#### Problem statement
What comes next in the review of Cry Macho below? Write the continuation, picking up right after its last sentence.

* start Document excerpt *

If the thought of a new Clint Eastwood picture scripted by Nick Schenk makes you bristle at the prospect of sitting through yet another critically-hyped film about an irascible old white guy muttering his mildly racist and homophobic thoughts and audibly growling at what passes for culture in anyone under the age of 65, fear not. Cry Macho is not part three in an Eastwood/Schenk trilogy about old dudes who delight us because they are so charmingly out-of-date. But I really wish it were.
As a die-hard Eastwood fan, I revel at the fact that at 91, the director, producer, and star is still directing, producing and starring in major Hollywood movies. He seems to have been making one-last-picture ever since his greatest achievement, Unforgiven (1992), which was seen by many as his farewell to the western genre that made him a star. After the success of Million Dollar Baby (2004), Eastwood indicated that it might be time for him to retire from acting, though he had no intention of putting himself out to pasture as a filmmaker. When he won his second Oscar for directing that film, he noted that fellow honoree Sidney Lumet was still directing at eighty and joked, “I’m just a kid, I’ve got a lot left to do.”

* end Document excerpt *
* start Data section *

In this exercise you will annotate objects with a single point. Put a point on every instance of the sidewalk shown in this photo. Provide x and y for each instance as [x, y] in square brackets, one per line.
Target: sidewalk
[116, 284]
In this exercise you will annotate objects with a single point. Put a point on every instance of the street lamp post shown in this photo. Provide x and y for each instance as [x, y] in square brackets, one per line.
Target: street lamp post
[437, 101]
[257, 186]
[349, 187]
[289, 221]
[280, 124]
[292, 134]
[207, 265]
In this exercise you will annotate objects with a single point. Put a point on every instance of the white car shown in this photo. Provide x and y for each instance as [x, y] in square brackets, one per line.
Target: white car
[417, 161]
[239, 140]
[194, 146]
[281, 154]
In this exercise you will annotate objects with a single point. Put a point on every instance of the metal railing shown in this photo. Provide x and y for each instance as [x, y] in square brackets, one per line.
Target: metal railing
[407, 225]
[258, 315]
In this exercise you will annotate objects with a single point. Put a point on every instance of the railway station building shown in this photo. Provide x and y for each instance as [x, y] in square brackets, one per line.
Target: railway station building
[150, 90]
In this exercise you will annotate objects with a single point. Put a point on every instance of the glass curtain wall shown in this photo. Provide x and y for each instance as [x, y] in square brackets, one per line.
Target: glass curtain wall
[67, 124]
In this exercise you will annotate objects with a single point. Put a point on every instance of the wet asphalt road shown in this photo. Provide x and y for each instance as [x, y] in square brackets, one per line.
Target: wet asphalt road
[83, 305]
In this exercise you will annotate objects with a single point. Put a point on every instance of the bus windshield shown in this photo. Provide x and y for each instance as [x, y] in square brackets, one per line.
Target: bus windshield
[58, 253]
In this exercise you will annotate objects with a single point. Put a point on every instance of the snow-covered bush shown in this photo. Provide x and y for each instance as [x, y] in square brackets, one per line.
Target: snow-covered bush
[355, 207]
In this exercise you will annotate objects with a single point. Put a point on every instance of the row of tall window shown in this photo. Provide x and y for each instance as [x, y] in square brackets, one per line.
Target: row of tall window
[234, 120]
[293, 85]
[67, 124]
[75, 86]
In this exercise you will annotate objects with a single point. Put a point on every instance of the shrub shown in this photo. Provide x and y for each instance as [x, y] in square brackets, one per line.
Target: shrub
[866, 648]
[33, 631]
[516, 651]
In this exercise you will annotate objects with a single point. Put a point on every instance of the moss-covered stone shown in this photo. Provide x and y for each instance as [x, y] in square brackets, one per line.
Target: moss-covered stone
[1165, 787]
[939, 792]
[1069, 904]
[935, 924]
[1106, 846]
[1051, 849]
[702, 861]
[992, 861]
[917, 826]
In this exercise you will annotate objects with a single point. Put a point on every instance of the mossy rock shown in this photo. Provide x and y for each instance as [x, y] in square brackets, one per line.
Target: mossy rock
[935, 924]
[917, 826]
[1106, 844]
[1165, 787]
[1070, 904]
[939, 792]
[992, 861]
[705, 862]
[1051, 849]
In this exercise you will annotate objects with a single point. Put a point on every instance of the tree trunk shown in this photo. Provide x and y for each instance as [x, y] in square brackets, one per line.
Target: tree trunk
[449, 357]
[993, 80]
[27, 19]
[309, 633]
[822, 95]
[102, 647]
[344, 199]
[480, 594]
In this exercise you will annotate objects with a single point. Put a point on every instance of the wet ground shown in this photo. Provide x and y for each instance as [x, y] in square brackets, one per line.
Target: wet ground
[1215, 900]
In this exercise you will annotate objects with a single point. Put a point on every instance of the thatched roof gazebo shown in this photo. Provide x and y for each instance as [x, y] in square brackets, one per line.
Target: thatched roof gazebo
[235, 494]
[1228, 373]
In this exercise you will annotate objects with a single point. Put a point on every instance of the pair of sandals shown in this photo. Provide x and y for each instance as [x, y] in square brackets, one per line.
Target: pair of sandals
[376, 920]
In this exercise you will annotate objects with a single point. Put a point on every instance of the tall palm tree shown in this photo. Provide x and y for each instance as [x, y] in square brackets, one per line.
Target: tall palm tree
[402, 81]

* end Data section *

#### Reply to the task
Indeed, he’s directed and/or produced fifteen feature films since then—eight of them, in my opinion, quite good. In 2008 he came out of acting retirement when he discovered Schenk’s script for Gran Torino, thinking that it might be a good last starring role for himself. Then in 2012, when his long time assistant director Robert Lorenz wanted to make the jump to the director’s chair, he agreed to star in and produce Lorenz’s Trouble with the Curve, a trifling but still entertaining Hollywood sports-movie that takes full advantage of Eastwood’s screen persona. The huge success of films like Gran Torino, Letters from Iwo Jima, and American Sniper proved that Eastwood could still deliver and his loyal audience would continue to show up. He returned to acting again in another Schenk’s script, The Mule (2018); not half as good a film as Gran Torino, but still a modest hit. Now Eastwood is back in the saddle, literally, for what seems like it might really be his final starring role.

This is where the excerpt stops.